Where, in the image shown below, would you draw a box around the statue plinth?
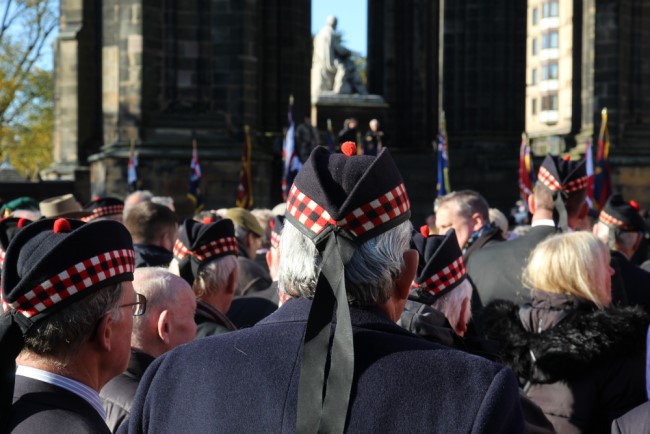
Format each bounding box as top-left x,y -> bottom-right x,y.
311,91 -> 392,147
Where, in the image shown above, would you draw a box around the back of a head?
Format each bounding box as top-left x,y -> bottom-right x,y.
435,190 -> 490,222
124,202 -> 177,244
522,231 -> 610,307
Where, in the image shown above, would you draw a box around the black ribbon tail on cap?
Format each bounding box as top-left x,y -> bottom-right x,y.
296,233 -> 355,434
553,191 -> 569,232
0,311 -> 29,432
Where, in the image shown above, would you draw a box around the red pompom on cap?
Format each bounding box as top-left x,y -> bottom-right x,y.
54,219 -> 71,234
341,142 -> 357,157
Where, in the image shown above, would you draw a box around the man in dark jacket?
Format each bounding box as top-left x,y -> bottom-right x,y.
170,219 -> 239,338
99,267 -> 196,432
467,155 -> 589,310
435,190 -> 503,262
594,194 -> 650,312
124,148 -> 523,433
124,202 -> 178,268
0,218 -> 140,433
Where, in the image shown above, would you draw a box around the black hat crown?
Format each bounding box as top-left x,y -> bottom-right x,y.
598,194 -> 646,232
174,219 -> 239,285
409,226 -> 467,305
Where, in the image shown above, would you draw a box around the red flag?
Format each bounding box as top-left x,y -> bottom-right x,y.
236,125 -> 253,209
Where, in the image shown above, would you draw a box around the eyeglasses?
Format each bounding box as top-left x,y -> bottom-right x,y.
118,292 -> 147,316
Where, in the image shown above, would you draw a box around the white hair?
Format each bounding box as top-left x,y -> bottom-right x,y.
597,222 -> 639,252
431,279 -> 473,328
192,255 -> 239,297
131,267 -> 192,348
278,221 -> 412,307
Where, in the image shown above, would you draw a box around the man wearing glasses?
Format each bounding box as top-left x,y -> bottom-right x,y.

--------

● Exercise brief
Shift every bounding-box coordinate in the answers up by 51, and write out again the records from the line with "the red flag?" to the line with "118,292 -> 147,316", both ends included, with the requests kept. Leave all other lines out.

● Full answer
Where, in the image shown above, would you draw a box around the red flag?
Format each bounding box as top-left x,y -> bottom-right x,y.
287,176 -> 304,260
Where, in the image shown above, would you draw a box around the eyeglasses?
Format each bounding box as top-left x,y -> bottom-right x,y.
169,343 -> 198,367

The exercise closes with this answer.